## TEXT BLOCK
☆ ☆ ☆ ☆ ☆ ☆ ☆
I called Chuck and told him that he had to take Elizabeth to the ER in Liberty. He stopped and got dinner for them. Elizabeth refused to eat. By the time she got to the ER she had a fever.
The doctors in the fracture clinic said that Erica at the very least had a broken ankle on her growth plate and probably damage to her tendons. This is her 5th ankle fracture. So she got fitted for another cast. She was crying because she knows that the cast means that she will need to use her wheelchair. She went to the spinal surgeon last week and her back continues to get worse and this was before she broke her ankle. Any change in the gait makes the pain even worse. He has warned us in the past that her mid back is so loose that she could eventually not walk because of it. He had already suggested an increase in her pain meds because of the back pain.
Anyway, she was really upset. I was driving back from downtown and talking with Chuck. He had just gotten to Liberty Children's. So I met him there and switched kids. Because of my upcoming neck surgery and constant shoulder dislocations, it makes it very painful to load and unload her wheelchair.
The ER had just evaluated her quickly her so I got her registered. It was pretty busy but eventually she was brought back. She looked terrible. It was obvious now that she had a fever, which did not follow the concussion symptoms.
We got back and talked to the doctor. I had to explain the recent diagnosis of the subluxation of her C1-2 to 70-80% but because she does not have other symptoms the decision was made not to do the fusion surgery. We also had to explain her condition that is actually worse than POTS and the hit to the head along with the EDS and other fun stuff related to it.
☆ ☆ ☆ ☆ ☆ ☆ ☆
## MATERIAL SUPPLIED
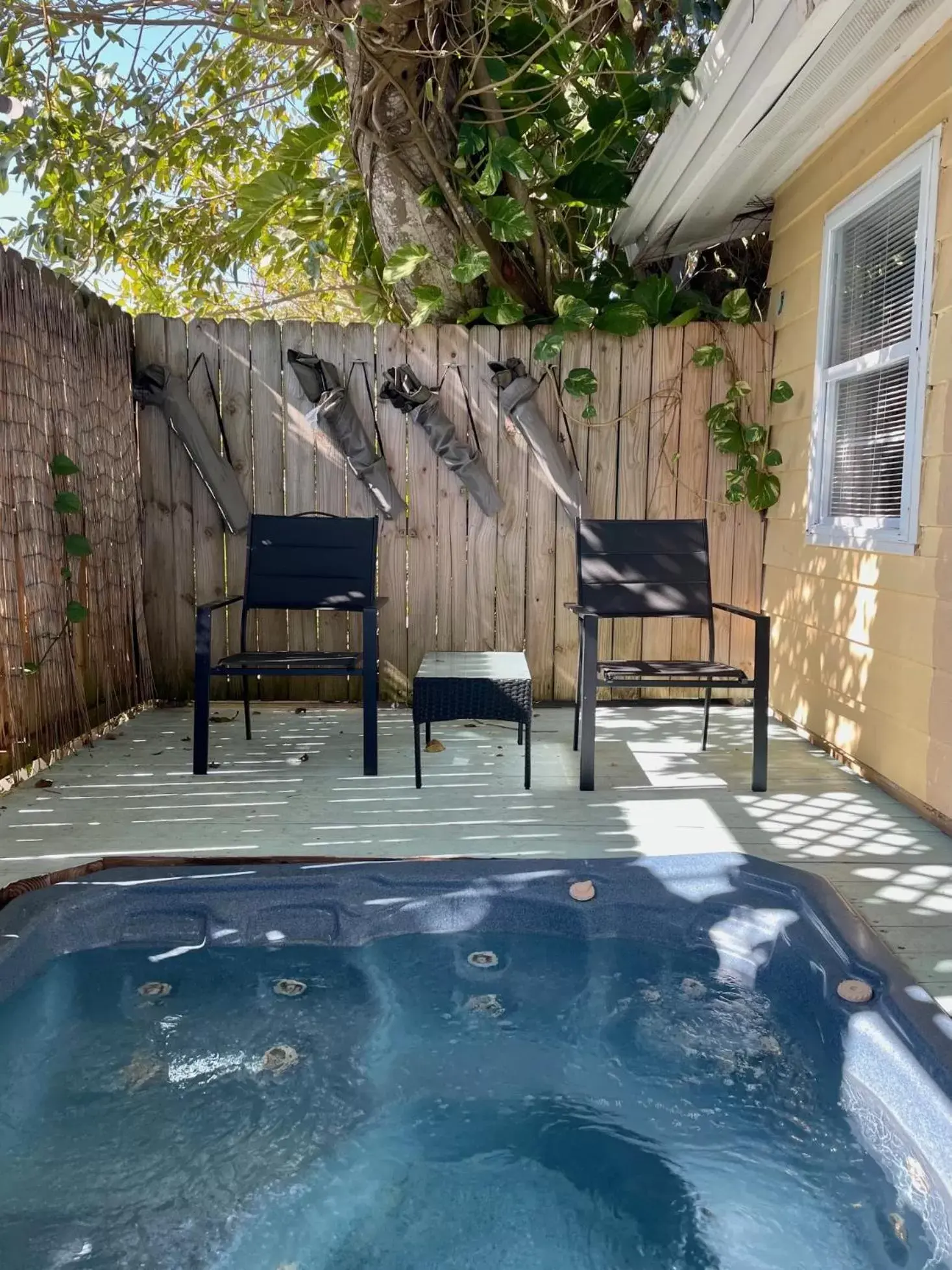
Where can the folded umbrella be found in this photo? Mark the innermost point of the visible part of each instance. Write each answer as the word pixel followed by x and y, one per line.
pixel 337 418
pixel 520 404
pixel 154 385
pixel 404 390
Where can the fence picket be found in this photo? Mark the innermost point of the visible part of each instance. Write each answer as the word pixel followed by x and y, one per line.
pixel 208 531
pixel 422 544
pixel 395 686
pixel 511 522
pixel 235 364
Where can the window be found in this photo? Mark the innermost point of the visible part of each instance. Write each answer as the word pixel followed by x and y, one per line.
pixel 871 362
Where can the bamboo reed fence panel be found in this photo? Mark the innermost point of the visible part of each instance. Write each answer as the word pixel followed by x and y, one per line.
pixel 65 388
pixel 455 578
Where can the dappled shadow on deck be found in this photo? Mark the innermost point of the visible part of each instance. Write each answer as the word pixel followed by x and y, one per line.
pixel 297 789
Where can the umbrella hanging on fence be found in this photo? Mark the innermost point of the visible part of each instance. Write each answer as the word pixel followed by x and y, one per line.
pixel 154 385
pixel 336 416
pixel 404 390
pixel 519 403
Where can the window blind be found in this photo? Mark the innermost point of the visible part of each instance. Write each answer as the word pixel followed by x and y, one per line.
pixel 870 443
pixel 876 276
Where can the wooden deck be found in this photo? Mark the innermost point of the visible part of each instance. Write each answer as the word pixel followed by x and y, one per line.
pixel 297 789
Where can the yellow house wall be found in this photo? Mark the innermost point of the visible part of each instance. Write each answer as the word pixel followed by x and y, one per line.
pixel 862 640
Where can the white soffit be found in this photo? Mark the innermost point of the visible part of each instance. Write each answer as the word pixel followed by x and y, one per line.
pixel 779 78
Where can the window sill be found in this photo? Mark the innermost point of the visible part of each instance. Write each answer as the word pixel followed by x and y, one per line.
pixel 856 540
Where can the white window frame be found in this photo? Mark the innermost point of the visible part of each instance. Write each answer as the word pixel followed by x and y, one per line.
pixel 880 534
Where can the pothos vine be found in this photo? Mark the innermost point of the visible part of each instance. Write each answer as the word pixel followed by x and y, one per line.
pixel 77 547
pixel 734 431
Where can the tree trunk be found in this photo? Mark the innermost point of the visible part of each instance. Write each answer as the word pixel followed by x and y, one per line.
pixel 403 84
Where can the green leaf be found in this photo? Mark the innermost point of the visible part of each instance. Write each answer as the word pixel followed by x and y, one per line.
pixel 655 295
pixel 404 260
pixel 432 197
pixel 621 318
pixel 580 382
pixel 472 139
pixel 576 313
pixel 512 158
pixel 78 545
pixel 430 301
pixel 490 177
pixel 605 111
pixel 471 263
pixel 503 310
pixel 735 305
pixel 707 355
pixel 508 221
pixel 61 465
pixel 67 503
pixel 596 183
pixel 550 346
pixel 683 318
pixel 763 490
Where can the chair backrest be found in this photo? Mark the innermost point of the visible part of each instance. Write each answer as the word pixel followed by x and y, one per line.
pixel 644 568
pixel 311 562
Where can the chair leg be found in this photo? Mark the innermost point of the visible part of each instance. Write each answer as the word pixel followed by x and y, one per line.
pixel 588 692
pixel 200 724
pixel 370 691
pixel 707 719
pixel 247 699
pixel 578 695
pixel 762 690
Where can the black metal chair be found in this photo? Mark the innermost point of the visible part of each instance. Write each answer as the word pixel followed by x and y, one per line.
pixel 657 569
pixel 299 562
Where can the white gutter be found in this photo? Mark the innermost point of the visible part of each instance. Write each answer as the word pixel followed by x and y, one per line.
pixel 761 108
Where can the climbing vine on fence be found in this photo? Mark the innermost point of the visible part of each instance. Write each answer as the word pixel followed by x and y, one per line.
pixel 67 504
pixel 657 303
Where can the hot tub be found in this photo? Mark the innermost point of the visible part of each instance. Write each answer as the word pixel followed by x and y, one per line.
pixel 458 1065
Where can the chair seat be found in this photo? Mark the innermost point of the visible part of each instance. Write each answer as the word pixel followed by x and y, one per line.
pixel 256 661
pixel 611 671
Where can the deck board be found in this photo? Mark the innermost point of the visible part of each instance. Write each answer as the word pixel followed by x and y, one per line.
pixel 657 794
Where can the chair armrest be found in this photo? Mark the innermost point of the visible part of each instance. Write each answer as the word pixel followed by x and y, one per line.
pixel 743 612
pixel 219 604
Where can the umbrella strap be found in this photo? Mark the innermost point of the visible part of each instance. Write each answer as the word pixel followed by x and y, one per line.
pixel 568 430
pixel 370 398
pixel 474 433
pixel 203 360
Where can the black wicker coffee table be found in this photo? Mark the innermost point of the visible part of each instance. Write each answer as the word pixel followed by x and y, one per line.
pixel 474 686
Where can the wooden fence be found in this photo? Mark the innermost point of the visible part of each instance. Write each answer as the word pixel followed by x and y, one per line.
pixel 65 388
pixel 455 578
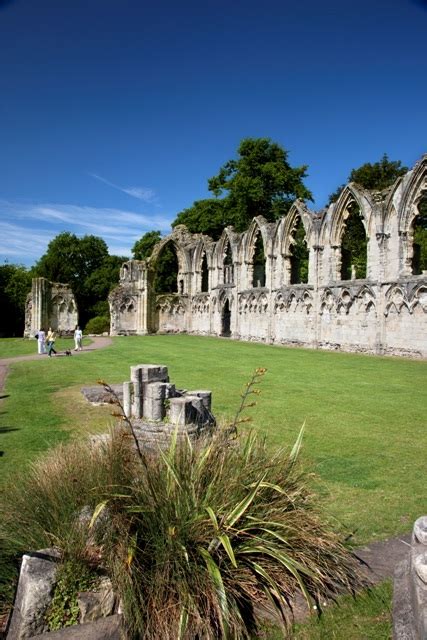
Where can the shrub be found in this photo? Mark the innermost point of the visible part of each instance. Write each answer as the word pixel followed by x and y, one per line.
☆ ☆ ☆ ☆ ☆ ☆ ☆
## WHAT YOU NEED TO DO
A. Could you sum up the hospital account in two sentences?
B. Can you extend the hospital account, picking up after its last sentence?
The rows are separate material.

## ANSWERS FOR THE EXERCISE
A. The fracture clinic found that Erica had at least a broken ankle on her growth plate, her fifth ankle fracture, and she cried over the new cast because it means using her wheelchair. Meanwhile, Chuck took Elizabeth to the ER at Liberty Children's, where she now clearly had a fever, and the doctor had to be told about her C1-2 subluxation, her condition that is worse than POTS, the hit to the head and her EDS.

B.
Anyway, she started to make calls, but we agreed that the fever did not fit the concussion. She decided to do a strep test while she was waiting to hear back from some of the other doctors about the CT. Because she had just had the rotational CTA with dye to see if her vertebral arteries were occluded when she turned her neck which was the reason she is not having the surgery, they did not want to expose her to more radiation.
When the doctor came in and said that she had strep we all let out a scream! I have never been so happy to hear that my kids was positive for anything! After 7 straight hours in the hospital, we were finally on our way home. Mind you, I am still in extreme pain and can barely move.
Soooo yesterday I took Erica into the doctor for a strep test and she was positive. Now I am feeling like I have strep as well. I will go in on Monday before I have to take Erica in for an heart echo.
Okay, enough complaining. Tomorrow I will hopefully feel better. I know that God is right here and His sufficiency is boundless. I ask for faith to understand that His timing is perfect and He will make me whole and healed in the way He sees fit. It might not be the way I planned or expected, but He is so much more than me and knows what I need before I even ask for it. Help me Lord, for your mercy is great!